● Excerpt:
This post will cover a critical requirement of identifying and securing mempool arbitrage opportunities — predicting the effect of a pending transaction.
The idea is simple but the practice is complex:
Monitor and update the state of the blockchain
Observe pending transactions that will affect the state
Predict the future blockchain state resulting from the pending transaction
Calculate the opportunity at the future state
If you’re going to do mempool arbitrage, you absolutely need an accurate model of what a transaction will do.
In the mempool backrunning bot project, I built a simple mempool prediction code block that worked with the CRA-WAVAX pair.
It was a useful example to illustrate the process, but it has too many hard-coded assumptions. This post will work outward from that example and make the function as generic as possible (functional for any two tokens using UniswapV2-style functions).
Each section will address a specific aspect of the prediction code.
I have kept this post focused on two-token swaps. In the future I will present changes to model swaps using 3 (or more) tokens.
Improve The TX Parameter Grouping
Originally I was storing transaction parameters with distinct variables. This was OK at first, but if I’m going to be storing all of these items anyway, it makes sense to group them inside a dictionary instead.
So this code block:
tx_timestamp = time.monotonic()
tx_hash = tx_message.get("hash")
tx_to = web3.Web3().toChecksumAddress(tx_message.get("to"))
tx_from = web3.Web3().toChecksumAddress(tx_message.get("from"))
tx_value = int(tx_message.get("value"), 16)

● What is asked:
A. In the post on mempool arbitrage, which token pair did the author's simple mempool prediction code block work with?
B. Extend the post on mempool arbitrage past its last line.
The material that follows the post is not needed.

● Records provided:
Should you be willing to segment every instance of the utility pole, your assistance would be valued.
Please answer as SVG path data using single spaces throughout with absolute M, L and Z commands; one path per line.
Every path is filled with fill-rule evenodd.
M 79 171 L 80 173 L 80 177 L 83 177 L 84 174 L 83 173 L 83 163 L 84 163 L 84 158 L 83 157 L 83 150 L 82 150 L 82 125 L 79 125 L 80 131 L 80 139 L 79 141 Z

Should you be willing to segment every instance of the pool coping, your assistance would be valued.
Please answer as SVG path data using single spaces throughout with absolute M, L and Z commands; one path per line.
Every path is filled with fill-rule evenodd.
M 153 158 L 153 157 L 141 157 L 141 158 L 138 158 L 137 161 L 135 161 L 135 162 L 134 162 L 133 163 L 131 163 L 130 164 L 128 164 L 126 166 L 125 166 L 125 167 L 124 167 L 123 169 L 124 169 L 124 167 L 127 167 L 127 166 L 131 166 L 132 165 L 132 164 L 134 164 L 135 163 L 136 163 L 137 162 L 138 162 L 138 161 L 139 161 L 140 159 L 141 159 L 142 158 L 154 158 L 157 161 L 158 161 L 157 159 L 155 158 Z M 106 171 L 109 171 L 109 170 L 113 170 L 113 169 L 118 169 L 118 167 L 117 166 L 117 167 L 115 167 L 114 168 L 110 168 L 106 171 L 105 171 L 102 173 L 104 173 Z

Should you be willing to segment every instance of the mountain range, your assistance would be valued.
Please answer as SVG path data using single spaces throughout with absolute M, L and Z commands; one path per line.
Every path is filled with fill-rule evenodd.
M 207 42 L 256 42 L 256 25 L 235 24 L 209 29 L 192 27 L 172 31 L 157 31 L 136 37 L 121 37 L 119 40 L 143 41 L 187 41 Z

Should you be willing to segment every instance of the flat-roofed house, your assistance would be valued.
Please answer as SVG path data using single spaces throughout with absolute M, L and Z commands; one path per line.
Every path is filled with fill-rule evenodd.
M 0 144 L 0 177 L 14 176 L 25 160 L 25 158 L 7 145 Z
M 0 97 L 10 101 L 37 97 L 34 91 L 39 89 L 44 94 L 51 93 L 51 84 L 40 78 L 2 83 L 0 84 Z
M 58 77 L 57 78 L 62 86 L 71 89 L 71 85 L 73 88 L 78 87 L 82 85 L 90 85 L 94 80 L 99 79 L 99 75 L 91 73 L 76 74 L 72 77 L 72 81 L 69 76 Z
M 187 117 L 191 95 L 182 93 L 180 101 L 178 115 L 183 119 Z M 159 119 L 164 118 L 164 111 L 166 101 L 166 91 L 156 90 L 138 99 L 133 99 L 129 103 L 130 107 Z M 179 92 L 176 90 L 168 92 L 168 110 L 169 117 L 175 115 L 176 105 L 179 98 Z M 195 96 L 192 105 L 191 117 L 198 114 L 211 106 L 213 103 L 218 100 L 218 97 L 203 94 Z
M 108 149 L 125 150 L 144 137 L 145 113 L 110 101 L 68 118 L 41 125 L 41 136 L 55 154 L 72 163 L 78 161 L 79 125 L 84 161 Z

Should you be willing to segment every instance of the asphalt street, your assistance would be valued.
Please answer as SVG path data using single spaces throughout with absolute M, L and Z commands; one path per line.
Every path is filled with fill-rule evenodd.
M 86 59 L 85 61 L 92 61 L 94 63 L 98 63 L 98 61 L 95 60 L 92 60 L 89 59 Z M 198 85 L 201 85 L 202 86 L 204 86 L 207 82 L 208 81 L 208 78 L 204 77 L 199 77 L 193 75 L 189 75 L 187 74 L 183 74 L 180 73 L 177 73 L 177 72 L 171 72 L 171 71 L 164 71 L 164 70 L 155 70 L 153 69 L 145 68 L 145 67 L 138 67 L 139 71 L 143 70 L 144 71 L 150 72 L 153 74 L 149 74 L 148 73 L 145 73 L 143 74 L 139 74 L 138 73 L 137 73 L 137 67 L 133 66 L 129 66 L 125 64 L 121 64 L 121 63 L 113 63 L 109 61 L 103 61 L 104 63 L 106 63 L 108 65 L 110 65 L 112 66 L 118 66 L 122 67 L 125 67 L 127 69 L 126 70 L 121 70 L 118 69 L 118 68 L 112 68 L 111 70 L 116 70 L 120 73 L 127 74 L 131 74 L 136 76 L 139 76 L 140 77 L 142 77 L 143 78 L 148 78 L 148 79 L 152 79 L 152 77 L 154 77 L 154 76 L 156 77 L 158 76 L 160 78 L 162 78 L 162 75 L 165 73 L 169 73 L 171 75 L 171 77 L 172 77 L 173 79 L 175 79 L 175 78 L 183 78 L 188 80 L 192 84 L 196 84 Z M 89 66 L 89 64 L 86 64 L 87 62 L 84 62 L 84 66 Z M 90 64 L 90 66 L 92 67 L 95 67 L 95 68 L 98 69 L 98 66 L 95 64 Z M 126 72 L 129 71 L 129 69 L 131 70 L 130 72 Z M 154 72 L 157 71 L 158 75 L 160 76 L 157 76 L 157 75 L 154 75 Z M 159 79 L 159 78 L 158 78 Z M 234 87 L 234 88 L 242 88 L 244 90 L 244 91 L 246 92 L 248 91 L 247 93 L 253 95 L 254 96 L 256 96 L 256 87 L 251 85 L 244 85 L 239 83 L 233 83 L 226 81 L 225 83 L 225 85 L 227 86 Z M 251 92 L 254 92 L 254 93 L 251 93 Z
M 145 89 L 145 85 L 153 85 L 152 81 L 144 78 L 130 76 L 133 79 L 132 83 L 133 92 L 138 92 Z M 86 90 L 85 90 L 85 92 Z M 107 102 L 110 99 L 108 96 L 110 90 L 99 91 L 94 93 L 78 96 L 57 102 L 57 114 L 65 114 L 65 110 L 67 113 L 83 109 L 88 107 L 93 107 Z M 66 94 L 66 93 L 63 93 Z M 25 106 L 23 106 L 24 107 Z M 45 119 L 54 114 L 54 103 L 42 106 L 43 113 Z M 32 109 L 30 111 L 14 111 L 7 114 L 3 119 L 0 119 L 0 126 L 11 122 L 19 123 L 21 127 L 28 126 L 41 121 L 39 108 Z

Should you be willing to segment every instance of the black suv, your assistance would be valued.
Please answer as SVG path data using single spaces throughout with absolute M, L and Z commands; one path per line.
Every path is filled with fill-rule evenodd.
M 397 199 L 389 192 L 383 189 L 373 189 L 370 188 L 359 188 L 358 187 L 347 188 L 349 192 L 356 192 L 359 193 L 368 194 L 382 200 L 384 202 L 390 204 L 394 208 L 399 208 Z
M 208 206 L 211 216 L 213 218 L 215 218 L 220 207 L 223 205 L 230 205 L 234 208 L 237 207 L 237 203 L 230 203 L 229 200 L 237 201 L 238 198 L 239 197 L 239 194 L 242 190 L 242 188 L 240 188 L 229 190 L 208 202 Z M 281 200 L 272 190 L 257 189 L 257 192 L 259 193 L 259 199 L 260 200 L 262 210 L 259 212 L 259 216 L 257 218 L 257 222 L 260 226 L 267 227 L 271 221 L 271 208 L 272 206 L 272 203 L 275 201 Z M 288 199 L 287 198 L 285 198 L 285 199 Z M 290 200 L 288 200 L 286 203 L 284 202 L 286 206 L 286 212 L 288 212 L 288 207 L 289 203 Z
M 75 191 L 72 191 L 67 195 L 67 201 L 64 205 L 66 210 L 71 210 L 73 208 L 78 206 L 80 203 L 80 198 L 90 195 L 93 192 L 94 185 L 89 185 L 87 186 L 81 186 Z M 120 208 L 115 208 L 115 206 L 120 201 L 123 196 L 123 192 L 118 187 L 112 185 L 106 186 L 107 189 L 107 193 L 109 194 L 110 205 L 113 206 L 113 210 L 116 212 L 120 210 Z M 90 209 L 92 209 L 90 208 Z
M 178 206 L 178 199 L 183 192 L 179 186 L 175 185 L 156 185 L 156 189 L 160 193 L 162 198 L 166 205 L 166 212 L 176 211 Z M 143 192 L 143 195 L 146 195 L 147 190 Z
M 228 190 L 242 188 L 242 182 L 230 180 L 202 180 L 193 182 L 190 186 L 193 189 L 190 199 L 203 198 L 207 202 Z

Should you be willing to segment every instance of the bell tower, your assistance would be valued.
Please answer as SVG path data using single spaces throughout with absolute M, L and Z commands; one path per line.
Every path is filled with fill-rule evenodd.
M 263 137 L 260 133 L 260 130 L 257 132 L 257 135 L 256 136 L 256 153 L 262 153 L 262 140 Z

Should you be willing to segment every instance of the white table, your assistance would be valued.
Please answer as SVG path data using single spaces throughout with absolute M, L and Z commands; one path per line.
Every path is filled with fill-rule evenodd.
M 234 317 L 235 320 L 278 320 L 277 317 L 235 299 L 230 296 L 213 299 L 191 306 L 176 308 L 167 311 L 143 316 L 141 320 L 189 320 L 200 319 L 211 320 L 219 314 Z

● Final results:
A. The CRA-WAVAX pair.

B.
tx_input = tx_message.get("input")
tx_type = tx_message.get("txType")
tx_gas_fee = int(tx_message.get("gasPrice"), 16)
tx_max_fee = int(tx_message.get("maxFeePerGas"), 16)
tx_priority_fee = int(tx_message.get("maxPriorityFeePerGas"), 16)
Transforms to:
tx_dict = {
"timestamp": start_time,
"block_number": int(tx_message.get("blockNumber"), 16),
"hash": tx_message.get("hash"),
"nonce": int(tx_message.get("nonce"), 16),
"to": w3.toChecksumAddress(tx_message.get("to")),
"from": w3.toChecksumAddress(tx_message.get("from")),
"value": int(tx_message.get("value"), 16),
"input": tx_message.get("input"),
"type": tx_message.get("txType"),
"gas_price": int(tx_message.get("gasPrice"), 16),
"max_fee": int(tx_message.get("maxFeePerGas"), 16),
"priority_fee": int(tx_message.get("maxPriorityFeePerGas"), 16),
}
Not a big difference in practice, but this improve the ability to quickly pass around transaction parameters later, instead of trying to wrangle variables.
Identify Transactions We Can Predict
In the previous lesson I covered arbitrage path building in an automated way. If you’ve implemented that section into your bots, you will have many more token, liquidity pool, and arbitrage helper objects. With more tokens come more opportunities and more mempool transactions to model.
First, let’s transform this simple block:
if tx_path in [
[cra.address, wavax.address],
[wavax.address, cra.address],
]:
print()
print("*** Pending CRA-WAVAX swap! ***")
print(f"DEX: {ROUTERS[tx_to]['name']}")
print(f"TX: {tx_hash}")
print(func.fn_name)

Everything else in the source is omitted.